*WHAT THIS TASK INVOLVES:* The number of lines containing the word "headlight" is all you should give; count them in the records below.

*RECORDS SHOWN:*

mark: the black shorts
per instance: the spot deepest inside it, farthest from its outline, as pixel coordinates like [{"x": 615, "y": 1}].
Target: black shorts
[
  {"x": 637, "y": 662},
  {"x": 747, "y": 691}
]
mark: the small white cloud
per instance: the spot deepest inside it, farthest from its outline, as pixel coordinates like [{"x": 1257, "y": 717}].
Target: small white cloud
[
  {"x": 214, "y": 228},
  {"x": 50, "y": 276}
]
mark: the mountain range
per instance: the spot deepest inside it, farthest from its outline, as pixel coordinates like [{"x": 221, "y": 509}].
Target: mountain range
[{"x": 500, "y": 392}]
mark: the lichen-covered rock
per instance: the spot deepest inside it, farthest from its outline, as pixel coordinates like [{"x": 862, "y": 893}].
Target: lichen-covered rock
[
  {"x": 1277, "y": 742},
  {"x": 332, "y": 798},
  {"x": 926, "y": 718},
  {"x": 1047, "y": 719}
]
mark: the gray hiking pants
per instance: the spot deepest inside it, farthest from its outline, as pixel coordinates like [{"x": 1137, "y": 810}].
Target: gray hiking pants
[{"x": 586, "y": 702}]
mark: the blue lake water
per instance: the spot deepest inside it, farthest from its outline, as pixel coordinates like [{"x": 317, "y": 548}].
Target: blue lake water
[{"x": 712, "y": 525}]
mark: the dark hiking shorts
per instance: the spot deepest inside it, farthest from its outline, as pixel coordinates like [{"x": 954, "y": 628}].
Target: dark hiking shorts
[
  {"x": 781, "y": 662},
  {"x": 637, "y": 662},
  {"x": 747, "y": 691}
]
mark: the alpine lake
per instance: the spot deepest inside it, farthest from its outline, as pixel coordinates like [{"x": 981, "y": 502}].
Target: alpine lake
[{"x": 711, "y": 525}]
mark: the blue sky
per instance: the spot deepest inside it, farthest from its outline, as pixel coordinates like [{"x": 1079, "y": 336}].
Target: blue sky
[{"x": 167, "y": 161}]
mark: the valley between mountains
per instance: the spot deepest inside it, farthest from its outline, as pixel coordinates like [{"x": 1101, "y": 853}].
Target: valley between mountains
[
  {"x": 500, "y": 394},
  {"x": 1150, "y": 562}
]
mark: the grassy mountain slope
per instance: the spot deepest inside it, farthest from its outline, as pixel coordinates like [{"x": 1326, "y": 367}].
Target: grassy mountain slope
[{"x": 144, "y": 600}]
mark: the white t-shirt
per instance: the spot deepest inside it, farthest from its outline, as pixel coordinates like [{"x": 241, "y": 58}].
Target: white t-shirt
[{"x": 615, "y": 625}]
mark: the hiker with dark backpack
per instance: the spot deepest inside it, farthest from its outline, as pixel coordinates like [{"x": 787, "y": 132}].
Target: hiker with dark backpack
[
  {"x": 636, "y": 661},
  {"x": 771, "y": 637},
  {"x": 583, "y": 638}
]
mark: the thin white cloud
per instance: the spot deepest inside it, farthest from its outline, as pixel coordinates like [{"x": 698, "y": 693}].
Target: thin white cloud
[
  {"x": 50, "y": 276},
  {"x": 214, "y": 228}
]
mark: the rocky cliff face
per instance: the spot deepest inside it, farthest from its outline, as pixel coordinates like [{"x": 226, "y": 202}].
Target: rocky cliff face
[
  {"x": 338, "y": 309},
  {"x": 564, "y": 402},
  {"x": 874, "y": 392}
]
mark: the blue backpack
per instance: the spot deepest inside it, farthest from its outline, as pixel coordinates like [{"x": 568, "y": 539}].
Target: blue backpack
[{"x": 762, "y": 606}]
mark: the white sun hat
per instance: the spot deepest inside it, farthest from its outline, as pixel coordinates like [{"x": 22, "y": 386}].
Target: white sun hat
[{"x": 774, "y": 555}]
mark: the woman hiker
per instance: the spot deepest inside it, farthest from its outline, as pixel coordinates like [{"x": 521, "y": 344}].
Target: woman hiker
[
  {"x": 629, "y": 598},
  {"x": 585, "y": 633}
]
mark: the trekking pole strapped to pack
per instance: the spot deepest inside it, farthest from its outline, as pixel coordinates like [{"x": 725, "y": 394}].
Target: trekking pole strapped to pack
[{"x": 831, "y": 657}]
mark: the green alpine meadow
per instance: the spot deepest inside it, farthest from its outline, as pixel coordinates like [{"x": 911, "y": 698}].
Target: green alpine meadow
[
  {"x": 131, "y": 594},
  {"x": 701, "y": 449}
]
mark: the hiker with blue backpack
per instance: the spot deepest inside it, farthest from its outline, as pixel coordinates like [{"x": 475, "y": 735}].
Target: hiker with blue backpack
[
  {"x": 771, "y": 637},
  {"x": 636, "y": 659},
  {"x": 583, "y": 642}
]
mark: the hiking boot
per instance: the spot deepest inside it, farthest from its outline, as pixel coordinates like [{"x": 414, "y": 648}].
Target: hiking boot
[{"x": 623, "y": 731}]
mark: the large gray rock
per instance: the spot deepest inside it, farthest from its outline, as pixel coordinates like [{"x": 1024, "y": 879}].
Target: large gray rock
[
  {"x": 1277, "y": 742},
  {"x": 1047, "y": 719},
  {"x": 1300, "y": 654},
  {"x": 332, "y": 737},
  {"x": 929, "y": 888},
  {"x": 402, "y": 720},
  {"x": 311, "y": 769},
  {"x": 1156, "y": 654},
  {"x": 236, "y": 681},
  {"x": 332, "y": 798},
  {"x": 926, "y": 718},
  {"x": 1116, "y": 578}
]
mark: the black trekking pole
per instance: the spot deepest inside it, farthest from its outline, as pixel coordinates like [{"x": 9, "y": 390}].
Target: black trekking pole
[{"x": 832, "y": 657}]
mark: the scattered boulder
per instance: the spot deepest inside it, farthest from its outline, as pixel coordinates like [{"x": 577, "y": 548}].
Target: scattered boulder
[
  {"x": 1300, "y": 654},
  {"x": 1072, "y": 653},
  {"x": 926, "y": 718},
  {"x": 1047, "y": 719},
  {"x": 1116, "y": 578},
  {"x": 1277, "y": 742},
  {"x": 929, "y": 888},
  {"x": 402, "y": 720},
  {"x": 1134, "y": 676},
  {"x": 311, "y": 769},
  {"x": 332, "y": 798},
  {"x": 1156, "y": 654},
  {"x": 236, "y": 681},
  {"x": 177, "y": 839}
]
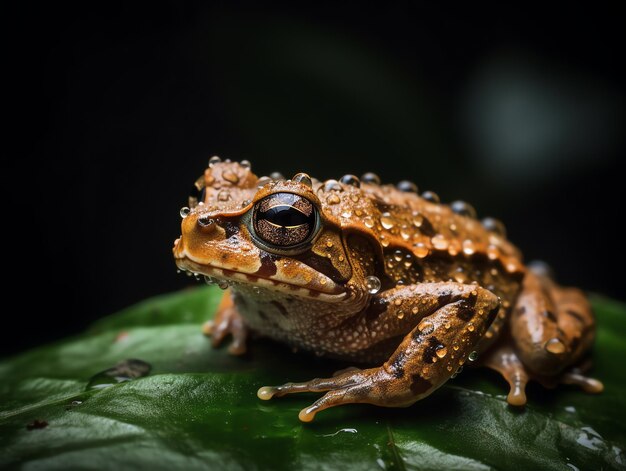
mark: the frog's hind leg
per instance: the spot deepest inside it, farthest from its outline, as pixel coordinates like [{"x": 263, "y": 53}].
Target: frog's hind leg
[
  {"x": 551, "y": 329},
  {"x": 449, "y": 319}
]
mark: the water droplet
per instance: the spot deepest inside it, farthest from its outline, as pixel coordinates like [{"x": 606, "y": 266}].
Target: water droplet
[
  {"x": 431, "y": 196},
  {"x": 420, "y": 250},
  {"x": 303, "y": 178},
  {"x": 333, "y": 199},
  {"x": 230, "y": 176},
  {"x": 441, "y": 351},
  {"x": 372, "y": 284},
  {"x": 418, "y": 219},
  {"x": 277, "y": 176},
  {"x": 351, "y": 180},
  {"x": 555, "y": 346},
  {"x": 494, "y": 225},
  {"x": 426, "y": 327},
  {"x": 205, "y": 221},
  {"x": 440, "y": 242},
  {"x": 454, "y": 248},
  {"x": 370, "y": 177},
  {"x": 125, "y": 370},
  {"x": 397, "y": 255},
  {"x": 332, "y": 185},
  {"x": 386, "y": 221},
  {"x": 407, "y": 186},
  {"x": 264, "y": 180},
  {"x": 468, "y": 247},
  {"x": 463, "y": 208},
  {"x": 493, "y": 252}
]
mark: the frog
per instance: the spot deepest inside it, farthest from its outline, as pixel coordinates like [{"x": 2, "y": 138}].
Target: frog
[{"x": 380, "y": 276}]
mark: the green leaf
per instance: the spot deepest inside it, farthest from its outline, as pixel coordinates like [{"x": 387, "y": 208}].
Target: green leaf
[{"x": 198, "y": 409}]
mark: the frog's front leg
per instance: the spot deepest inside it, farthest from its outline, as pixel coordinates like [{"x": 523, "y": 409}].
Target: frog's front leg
[
  {"x": 227, "y": 321},
  {"x": 448, "y": 320}
]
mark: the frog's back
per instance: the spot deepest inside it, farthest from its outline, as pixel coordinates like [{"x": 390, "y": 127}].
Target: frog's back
[{"x": 420, "y": 240}]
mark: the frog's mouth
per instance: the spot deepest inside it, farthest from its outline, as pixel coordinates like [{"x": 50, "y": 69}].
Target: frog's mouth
[{"x": 303, "y": 284}]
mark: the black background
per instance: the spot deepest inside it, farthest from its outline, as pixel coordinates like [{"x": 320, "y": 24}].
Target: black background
[{"x": 114, "y": 112}]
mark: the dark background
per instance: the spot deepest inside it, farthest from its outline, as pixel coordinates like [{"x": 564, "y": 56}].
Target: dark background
[{"x": 114, "y": 113}]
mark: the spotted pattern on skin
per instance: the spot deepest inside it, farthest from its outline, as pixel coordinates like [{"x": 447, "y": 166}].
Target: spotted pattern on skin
[{"x": 386, "y": 278}]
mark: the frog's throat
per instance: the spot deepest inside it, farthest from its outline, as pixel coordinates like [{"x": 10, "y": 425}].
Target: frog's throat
[{"x": 325, "y": 291}]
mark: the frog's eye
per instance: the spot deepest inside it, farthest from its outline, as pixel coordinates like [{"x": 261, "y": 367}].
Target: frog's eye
[{"x": 284, "y": 220}]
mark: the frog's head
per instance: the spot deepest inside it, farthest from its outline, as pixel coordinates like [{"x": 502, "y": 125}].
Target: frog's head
[{"x": 268, "y": 233}]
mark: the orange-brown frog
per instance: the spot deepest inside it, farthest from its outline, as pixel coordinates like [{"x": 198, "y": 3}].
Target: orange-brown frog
[{"x": 381, "y": 276}]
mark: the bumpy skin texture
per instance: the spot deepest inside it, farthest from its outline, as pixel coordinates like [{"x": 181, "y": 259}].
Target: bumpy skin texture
[{"x": 378, "y": 275}]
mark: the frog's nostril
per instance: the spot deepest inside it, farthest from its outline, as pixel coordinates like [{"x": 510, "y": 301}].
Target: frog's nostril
[{"x": 205, "y": 221}]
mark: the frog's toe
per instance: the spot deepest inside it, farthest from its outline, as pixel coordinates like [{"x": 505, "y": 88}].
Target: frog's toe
[
  {"x": 350, "y": 369},
  {"x": 587, "y": 384},
  {"x": 315, "y": 385},
  {"x": 505, "y": 361}
]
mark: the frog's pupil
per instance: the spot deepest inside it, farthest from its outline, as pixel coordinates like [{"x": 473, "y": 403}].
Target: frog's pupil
[{"x": 286, "y": 216}]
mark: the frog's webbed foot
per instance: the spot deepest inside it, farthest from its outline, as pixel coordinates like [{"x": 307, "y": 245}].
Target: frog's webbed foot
[
  {"x": 504, "y": 360},
  {"x": 450, "y": 319},
  {"x": 227, "y": 321},
  {"x": 355, "y": 386}
]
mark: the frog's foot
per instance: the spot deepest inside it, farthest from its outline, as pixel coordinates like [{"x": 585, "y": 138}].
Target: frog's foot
[
  {"x": 227, "y": 321},
  {"x": 372, "y": 386},
  {"x": 503, "y": 359},
  {"x": 349, "y": 369},
  {"x": 455, "y": 317}
]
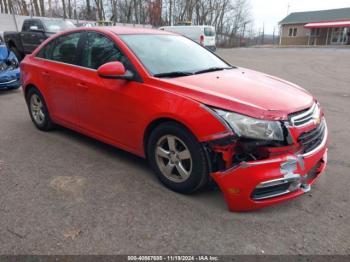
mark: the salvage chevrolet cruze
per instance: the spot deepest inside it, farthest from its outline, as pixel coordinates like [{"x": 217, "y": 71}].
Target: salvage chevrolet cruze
[{"x": 195, "y": 117}]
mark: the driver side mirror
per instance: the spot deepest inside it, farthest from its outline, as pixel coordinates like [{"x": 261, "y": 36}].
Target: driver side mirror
[{"x": 114, "y": 70}]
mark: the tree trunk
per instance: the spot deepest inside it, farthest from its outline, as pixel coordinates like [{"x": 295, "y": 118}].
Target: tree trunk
[
  {"x": 6, "y": 8},
  {"x": 171, "y": 12},
  {"x": 50, "y": 7},
  {"x": 88, "y": 9},
  {"x": 69, "y": 9},
  {"x": 64, "y": 9},
  {"x": 42, "y": 7},
  {"x": 24, "y": 8},
  {"x": 36, "y": 7},
  {"x": 1, "y": 7}
]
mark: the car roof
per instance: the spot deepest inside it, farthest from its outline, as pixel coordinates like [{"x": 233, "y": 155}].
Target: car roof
[{"x": 123, "y": 30}]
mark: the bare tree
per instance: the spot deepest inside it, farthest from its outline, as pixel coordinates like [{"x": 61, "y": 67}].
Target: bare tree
[{"x": 64, "y": 9}]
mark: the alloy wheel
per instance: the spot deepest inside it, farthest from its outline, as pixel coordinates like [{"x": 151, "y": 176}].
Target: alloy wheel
[{"x": 173, "y": 158}]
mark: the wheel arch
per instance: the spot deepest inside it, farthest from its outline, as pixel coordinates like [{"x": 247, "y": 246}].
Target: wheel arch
[{"x": 28, "y": 87}]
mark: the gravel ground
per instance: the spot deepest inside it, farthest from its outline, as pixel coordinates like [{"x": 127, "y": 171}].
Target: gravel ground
[{"x": 64, "y": 193}]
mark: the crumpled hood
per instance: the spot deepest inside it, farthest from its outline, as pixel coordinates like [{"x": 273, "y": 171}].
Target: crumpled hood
[
  {"x": 244, "y": 91},
  {"x": 4, "y": 53}
]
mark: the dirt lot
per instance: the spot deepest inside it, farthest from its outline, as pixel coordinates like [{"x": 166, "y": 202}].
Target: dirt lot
[{"x": 64, "y": 193}]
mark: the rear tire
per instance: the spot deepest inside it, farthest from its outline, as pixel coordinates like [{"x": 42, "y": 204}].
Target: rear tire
[
  {"x": 177, "y": 158},
  {"x": 38, "y": 110}
]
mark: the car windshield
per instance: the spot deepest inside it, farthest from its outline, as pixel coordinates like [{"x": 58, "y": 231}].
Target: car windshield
[
  {"x": 54, "y": 26},
  {"x": 209, "y": 31},
  {"x": 172, "y": 55}
]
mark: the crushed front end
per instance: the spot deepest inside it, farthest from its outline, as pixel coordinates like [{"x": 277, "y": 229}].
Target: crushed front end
[{"x": 255, "y": 173}]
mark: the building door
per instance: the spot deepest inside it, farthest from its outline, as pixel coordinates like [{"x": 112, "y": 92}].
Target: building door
[{"x": 339, "y": 36}]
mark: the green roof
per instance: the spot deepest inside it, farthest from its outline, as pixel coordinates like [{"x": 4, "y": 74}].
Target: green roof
[{"x": 317, "y": 16}]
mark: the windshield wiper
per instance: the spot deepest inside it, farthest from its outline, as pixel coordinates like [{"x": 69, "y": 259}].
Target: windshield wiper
[
  {"x": 212, "y": 69},
  {"x": 173, "y": 74}
]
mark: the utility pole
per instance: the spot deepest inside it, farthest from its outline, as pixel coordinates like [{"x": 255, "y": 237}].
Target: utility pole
[
  {"x": 171, "y": 12},
  {"x": 263, "y": 35}
]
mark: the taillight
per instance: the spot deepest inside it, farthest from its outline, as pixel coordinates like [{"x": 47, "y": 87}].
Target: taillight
[{"x": 201, "y": 40}]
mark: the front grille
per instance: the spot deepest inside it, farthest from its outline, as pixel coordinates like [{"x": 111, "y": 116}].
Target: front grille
[
  {"x": 272, "y": 191},
  {"x": 305, "y": 116},
  {"x": 312, "y": 139}
]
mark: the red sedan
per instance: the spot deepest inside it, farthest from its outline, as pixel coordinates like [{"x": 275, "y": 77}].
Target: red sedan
[{"x": 162, "y": 96}]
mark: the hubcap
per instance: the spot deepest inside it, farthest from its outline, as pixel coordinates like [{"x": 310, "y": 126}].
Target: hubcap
[
  {"x": 36, "y": 108},
  {"x": 173, "y": 158}
]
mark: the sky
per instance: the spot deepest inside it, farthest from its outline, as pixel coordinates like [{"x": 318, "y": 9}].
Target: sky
[{"x": 270, "y": 12}]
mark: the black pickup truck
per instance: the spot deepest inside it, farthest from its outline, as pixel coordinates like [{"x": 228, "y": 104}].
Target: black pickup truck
[{"x": 34, "y": 32}]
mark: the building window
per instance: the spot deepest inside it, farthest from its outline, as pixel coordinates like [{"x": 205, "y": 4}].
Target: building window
[
  {"x": 293, "y": 32},
  {"x": 315, "y": 32}
]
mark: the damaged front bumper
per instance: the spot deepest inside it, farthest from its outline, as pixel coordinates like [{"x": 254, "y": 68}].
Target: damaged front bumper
[{"x": 260, "y": 183}]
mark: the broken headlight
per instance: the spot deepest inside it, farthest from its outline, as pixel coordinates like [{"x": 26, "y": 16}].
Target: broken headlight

*THE ANSWER:* 2